- [Data supplied]
------------------------------

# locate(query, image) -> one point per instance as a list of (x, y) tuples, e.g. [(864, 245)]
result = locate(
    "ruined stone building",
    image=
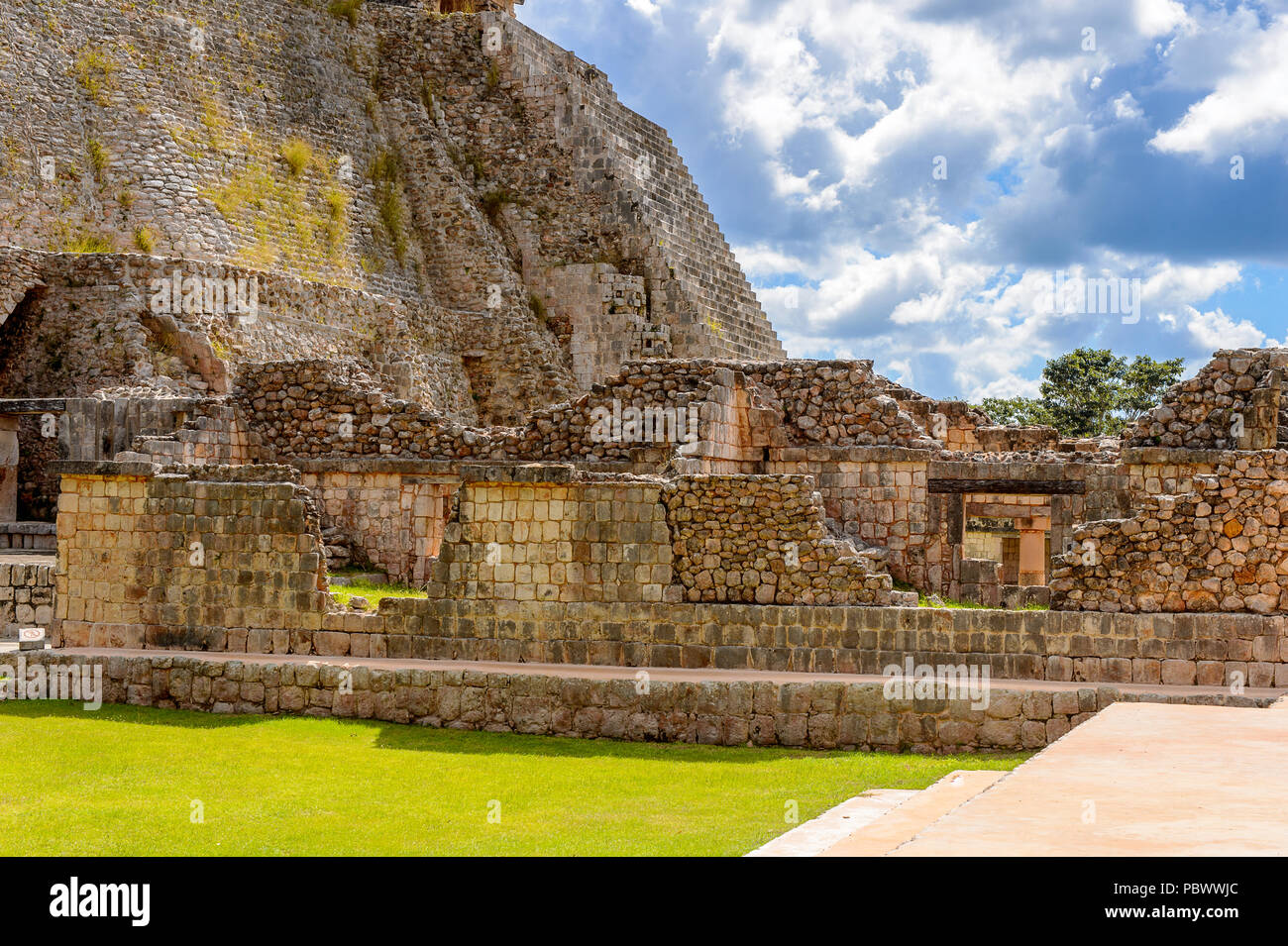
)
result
[(410, 287)]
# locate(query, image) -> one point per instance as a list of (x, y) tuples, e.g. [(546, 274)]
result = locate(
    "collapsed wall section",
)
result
[(193, 558)]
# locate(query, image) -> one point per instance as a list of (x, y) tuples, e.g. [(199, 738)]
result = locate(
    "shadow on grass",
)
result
[(411, 738)]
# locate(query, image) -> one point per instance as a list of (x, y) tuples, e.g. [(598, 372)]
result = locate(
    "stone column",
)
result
[(1033, 549), (8, 469)]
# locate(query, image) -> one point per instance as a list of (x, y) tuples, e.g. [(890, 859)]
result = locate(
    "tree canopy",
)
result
[(1090, 392)]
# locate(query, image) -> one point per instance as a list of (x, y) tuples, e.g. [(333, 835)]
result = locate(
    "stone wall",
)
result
[(649, 201), (764, 540), (877, 495), (1216, 549), (389, 517), (1233, 403), (816, 714), (26, 596), (550, 534), (167, 126), (115, 321)]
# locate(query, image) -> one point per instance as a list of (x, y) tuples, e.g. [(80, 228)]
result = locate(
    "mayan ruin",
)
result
[(299, 299)]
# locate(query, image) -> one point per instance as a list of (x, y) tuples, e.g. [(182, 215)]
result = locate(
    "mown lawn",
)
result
[(124, 781)]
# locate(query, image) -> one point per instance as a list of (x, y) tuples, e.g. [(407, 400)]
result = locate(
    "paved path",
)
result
[(835, 824), (1137, 779), (27, 556)]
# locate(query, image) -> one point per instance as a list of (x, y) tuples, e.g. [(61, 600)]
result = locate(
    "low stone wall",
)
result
[(1214, 650), (767, 712), (554, 534), (1222, 547), (1233, 403), (390, 514), (184, 551), (26, 596), (763, 540)]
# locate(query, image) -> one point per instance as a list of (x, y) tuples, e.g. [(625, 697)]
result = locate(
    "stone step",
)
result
[(901, 824), (820, 710)]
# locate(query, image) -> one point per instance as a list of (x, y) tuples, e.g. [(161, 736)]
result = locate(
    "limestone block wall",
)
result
[(462, 142), (166, 126), (838, 403), (876, 494), (820, 714), (26, 597), (1231, 650), (1017, 439), (763, 540), (1233, 403), (1216, 549), (549, 534), (604, 317), (175, 558), (327, 409), (664, 224), (102, 321), (394, 519)]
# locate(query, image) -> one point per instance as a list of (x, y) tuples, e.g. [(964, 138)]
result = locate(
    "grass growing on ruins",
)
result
[(374, 592), (128, 781)]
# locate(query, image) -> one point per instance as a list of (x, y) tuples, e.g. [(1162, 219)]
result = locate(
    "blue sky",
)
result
[(906, 180)]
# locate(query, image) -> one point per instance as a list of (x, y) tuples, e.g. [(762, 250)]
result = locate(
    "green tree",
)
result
[(1024, 412), (1090, 392), (1145, 382)]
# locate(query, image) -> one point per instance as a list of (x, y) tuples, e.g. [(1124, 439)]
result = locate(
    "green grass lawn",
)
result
[(123, 782)]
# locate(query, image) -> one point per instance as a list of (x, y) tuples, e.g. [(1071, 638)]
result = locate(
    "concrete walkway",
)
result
[(1137, 779), (835, 824)]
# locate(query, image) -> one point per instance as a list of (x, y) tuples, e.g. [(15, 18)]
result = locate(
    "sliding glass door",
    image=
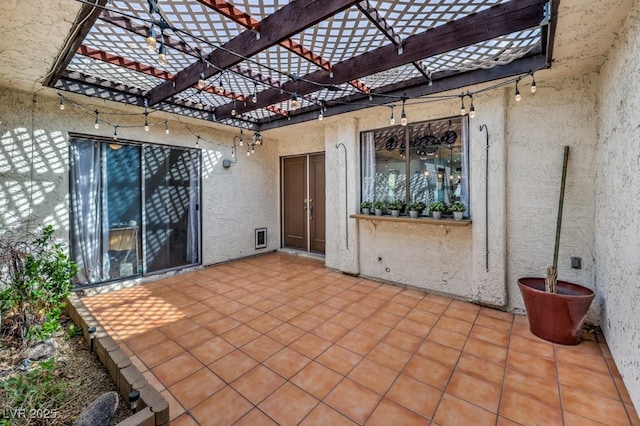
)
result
[(134, 209), (171, 210)]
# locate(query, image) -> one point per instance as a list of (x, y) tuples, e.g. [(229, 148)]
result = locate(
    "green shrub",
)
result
[(436, 206), (396, 205), (34, 282), (457, 206), (39, 390), (417, 206)]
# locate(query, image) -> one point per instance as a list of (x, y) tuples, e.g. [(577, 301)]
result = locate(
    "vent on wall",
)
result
[(261, 238)]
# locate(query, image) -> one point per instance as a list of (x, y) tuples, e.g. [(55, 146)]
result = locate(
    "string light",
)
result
[(162, 55), (254, 96), (533, 84), (257, 138), (294, 104), (151, 39)]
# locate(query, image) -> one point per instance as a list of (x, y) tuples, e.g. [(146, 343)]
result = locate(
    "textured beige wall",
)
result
[(617, 215), (561, 112), (34, 176)]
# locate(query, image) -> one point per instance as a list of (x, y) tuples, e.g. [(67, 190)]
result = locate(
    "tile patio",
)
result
[(279, 339)]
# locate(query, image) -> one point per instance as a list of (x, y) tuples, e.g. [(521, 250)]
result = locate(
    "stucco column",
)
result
[(342, 189), (488, 277)]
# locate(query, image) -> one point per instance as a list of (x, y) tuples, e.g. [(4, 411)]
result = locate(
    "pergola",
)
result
[(242, 63)]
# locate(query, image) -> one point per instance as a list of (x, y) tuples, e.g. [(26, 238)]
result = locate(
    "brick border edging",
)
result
[(153, 409)]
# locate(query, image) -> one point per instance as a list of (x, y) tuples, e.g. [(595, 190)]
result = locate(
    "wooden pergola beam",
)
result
[(282, 24), (485, 25)]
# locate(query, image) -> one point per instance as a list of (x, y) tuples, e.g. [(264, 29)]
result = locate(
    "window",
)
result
[(134, 209), (421, 162)]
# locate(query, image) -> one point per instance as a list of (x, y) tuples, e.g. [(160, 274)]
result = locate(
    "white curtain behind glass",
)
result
[(89, 230), (368, 155), (193, 232)]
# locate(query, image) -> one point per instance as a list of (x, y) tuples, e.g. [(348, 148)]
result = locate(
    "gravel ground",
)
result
[(76, 365)]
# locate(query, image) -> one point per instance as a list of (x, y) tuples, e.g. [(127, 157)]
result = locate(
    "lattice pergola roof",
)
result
[(334, 55)]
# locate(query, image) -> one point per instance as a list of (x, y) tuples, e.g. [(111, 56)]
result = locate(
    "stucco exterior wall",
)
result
[(34, 173), (561, 113), (617, 222)]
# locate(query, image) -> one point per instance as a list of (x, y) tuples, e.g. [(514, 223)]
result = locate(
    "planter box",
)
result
[(558, 317)]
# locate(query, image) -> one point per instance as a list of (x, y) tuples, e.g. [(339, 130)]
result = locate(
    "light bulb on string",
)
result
[(162, 55), (151, 39), (294, 104), (254, 96)]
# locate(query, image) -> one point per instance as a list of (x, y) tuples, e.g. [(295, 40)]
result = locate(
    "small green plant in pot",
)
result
[(395, 207), (415, 208), (436, 208), (378, 205), (365, 207), (457, 208)]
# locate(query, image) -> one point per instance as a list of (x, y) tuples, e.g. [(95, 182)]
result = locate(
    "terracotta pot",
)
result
[(558, 317)]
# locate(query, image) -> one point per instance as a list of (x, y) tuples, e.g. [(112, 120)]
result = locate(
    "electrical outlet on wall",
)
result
[(576, 262)]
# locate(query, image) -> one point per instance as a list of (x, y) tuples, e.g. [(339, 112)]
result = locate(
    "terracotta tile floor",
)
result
[(279, 339)]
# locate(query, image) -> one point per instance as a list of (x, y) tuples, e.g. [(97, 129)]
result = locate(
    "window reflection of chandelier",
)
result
[(252, 141)]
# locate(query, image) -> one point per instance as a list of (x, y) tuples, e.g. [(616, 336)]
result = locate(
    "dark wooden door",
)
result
[(294, 189), (303, 194), (316, 203)]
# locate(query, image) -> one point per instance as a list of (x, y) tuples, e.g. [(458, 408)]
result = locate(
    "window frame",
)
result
[(463, 179)]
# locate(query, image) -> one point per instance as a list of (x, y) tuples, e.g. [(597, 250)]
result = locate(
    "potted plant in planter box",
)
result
[(415, 208), (365, 206), (436, 208), (378, 206), (395, 207), (556, 309), (458, 208)]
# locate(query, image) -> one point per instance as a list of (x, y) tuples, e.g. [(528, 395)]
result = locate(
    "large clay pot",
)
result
[(558, 317)]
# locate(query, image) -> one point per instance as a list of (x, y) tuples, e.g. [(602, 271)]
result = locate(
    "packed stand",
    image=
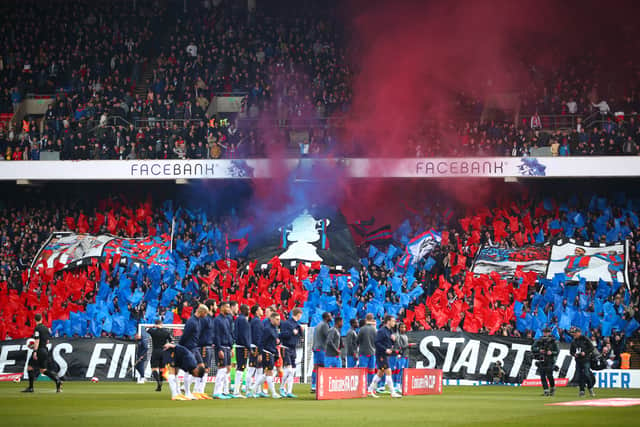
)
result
[(89, 56), (109, 297)]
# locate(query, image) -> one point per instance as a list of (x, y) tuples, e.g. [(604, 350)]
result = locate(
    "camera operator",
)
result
[(496, 373), (581, 349), (545, 350)]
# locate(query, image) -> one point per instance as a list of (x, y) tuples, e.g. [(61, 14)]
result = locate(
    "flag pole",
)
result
[(173, 223)]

------------------------------

- [The task] Can you arrange the data as a Markdown table with the columns Number and Content, starting at the line that contains "e.g. [(55, 146)]" and ending at the line that contains "[(153, 409)]", one numbered row per line and no blank lines?

- [Answer for this exercise]
| Number | Content |
|---|---|
| 1 | # locate(query, image) -> one point per instance as a list of (x, y) tuples, e.g. [(55, 146)] |
| 2 | result = locate( |
| 3 |     "string light", |
| 4 | ) |
| 5 | result |
| 6 | [(162, 55), (254, 96), (533, 84), (257, 138), (294, 104), (151, 39)] |
| 7 | # locate(query, image) -> one point per instance as a list of (x, y) tuples, e.g. [(146, 343)] |
| 8 | result = locate( |
| 9 |     "textured beige wall", |
| 10 | ) |
| 11 | result |
| 12 | [(617, 215), (561, 112), (34, 176)] |
| 13 | # locate(query, image) -> one point per instance as a list of (x, y) tuples, e.g. [(67, 190)] |
| 14 | result = locate( |
| 15 |     "tile patio", |
| 16 | ) |
| 17 | result |
| 18 | [(279, 339)] |
| 19 | # locate(query, image) -> one point per instance as a list of (x, y) tuples, e.g. [(521, 250)] |
| 20 | result = locate( |
| 21 |     "stucco column", |
| 22 | ) |
| 23 | result |
| 24 | [(342, 189), (488, 277)] |
| 25 | # locate(query, image) -> one point per instance as a list of (x, y) tuples, e.g. [(4, 411)] |
| 26 | result = locate( |
| 27 |     "pergola", |
| 28 | ) |
| 29 | result |
| 30 | [(242, 63)] |
| 31 | # locate(query, image) -> one point per instance as a list of (x, y) tuples, e.g. [(26, 238)] |
| 32 | result = locate( |
| 33 |     "brick border edging", |
| 34 | ) |
| 35 | result |
| 36 | [(153, 409)] |